Items listed in a dataset:
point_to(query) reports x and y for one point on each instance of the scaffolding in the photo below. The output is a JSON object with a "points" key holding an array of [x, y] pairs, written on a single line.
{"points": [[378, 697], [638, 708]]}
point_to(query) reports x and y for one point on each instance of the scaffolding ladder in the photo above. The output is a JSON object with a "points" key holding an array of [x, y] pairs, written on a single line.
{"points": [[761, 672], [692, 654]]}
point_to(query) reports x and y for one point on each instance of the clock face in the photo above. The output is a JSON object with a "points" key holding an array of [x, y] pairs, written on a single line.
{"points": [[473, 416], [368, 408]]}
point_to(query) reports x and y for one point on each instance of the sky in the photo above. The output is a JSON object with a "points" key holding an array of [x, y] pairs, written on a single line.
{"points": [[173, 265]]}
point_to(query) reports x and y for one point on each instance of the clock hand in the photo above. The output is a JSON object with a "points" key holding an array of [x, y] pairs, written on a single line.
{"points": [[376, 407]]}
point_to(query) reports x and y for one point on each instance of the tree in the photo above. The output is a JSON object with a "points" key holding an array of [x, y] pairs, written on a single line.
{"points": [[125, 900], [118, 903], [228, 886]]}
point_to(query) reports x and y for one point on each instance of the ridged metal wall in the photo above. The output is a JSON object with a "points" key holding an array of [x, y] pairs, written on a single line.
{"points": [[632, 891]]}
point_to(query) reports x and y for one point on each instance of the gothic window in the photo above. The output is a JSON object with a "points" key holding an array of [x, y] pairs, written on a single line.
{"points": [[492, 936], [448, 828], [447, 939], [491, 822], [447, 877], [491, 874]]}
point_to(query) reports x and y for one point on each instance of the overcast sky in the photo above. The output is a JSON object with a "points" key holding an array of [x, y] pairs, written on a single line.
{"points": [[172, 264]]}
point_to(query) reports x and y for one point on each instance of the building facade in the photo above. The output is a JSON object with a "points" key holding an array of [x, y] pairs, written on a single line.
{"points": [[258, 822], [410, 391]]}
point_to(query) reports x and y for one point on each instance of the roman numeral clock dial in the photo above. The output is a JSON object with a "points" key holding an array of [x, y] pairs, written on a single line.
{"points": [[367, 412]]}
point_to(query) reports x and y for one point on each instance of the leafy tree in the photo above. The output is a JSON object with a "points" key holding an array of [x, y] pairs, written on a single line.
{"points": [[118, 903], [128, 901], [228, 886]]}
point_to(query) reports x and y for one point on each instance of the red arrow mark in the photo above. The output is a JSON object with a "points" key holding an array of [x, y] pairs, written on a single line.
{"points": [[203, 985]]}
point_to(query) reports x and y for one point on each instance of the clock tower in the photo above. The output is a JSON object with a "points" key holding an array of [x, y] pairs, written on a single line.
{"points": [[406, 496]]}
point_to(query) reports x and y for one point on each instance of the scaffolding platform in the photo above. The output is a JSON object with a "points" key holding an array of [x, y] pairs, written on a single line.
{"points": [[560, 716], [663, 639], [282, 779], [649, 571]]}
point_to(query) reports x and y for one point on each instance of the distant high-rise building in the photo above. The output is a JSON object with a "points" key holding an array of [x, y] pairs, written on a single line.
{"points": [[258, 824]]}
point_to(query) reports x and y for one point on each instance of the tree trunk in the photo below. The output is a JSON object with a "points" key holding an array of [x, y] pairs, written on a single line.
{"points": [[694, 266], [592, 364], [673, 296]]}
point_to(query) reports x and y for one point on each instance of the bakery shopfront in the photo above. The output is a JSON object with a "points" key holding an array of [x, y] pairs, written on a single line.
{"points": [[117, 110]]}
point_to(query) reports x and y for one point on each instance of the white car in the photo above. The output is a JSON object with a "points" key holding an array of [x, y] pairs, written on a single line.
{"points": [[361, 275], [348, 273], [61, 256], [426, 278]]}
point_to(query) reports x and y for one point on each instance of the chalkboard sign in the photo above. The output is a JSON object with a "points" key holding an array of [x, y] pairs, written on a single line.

#### THE EXERCISE:
Edit the listing so that every "written on a single line" reads "printed on one line", and leave everything else unchanged.

#### RESPONSE:
point_to(query) reports x and y for one point on each instance of the scaffolding in the photo below. The output is a JSON object with a "points" key holding an array of [x, y] pairs, printed on one line.
{"points": [[378, 697], [638, 708]]}
point_to(query) reports x and y for one point on each instance of the scaffolding ladder in the photo above. The output is a JSON object with a "points" key holding an array of [x, y] pairs, printed on one line.
{"points": [[761, 672], [692, 654]]}
point_to(query) reports x and y for one point on each instance of the clock face in the photo above. The output is a JSON object with a "points" key holding an array of [x, y] pairs, printed on one line.
{"points": [[473, 416], [368, 408]]}
point_to(query) reports x and y for one point on each instance of the sky in the photo above. The output is a JSON object with a "points" key holding an array of [x, y] pairs, printed on one line.
{"points": [[173, 265]]}
point_to(query) reports x and y for one point on each instance of the clock hand in the photo above. The output is a JSON object with a "points" key holding an array of [x, y] pairs, printed on one line.
{"points": [[376, 407]]}
point_to(query) reports x and y for one point on each instance of the tree in the photo above. The output is a JSON object with a "points" key holding an array of [x, y] pairs, printed on one line.
{"points": [[125, 900], [118, 903], [228, 886]]}
point_to(query) reports x and y for one point on each instance of the ridged metal wall in the photo above. The output is a JSON object with a "points" key holding an array of [x, y] pairs, printed on one line.
{"points": [[632, 891]]}
point_to(query) reports x and y for one point on each instance of the gothic window in the photo above. The output is a JSON object with a "points" key holding an array of [x, y] pairs, printed on one line.
{"points": [[492, 936], [448, 828], [447, 939], [491, 822], [447, 877], [491, 874]]}
point_to(query) reports x and y for one point on each instance of the overcast sky in the photo above. The output is a JSON object with a "points" key holding an array of [x, y] pairs, printed on one line.
{"points": [[172, 264]]}
point_to(query) reports x and y for one point on each instance of the building facade in the photo above. The output is a JSON object with a "points" key holding an array of [x, y] pairs, printed on one line.
{"points": [[258, 822], [410, 391]]}
point_to(query) reports x and y for one point on each instance of the roman numeral clock dial in the photo above. The output is a JSON object with a "points" key holding an array of [x, y] pairs, printed on one line.
{"points": [[367, 412]]}
point_to(query) reports x and y for one point on each instance of the leafy tree in the photo above. The output is a JSON object with a "points" key holding an array of [x, y] pairs, printed on one line.
{"points": [[118, 903], [128, 901], [228, 886]]}
point_to(query) reports x and y for one point on each instance of the red arrow mark in the photo above. The output is a JSON object with a "points" key holding an array of [x, y] pairs, printed on one line.
{"points": [[203, 985]]}
point_to(query) reports x and y for one point on each instance of the clock tower in the photo above. The output is a JSON object with a "points" key holding an array of [x, y] pairs, printed on one line.
{"points": [[406, 496]]}
point_to(query) reports x and y for one point on each instance of the scaffolding platform in the photo above. The output is a JSON object with a "points" key holding an array of [x, y] pairs, printed on one line.
{"points": [[560, 716], [663, 639], [282, 779], [649, 571]]}
point_to(query) reports x and y for one point on each instance of the distant high-rise building in the photo above. The output is a JSON object with a "points" key holding an array of [x, y] pairs, printed on one line.
{"points": [[258, 824]]}
point_to(query) reports x and y for one point on each instance of the tree trunk in the photo below. The output is a JSON object with a "points" key holding an array of [x, y] pairs, printed on one line.
{"points": [[694, 266], [592, 364], [673, 296]]}
point_to(query) reports x and y for one point on each instance of the bakery shopfront in the photo above. The output is a JSON object with a "points" key holding an array of [x, y] pairs, printed on one line.
{"points": [[117, 110]]}
point_to(query) reports x and y for one point on each instance of the white car in the photo above. The output is a JSON object with a "points" key holding an array of [x, y] pairs, printed on one line.
{"points": [[361, 275], [348, 273], [61, 256], [426, 278]]}
point_to(query) reports x and y for one point on each instance of the chalkboard sign in the photo above. The output is a JSON object with a "points" key holding an array of [x, y] pairs, printed on one line.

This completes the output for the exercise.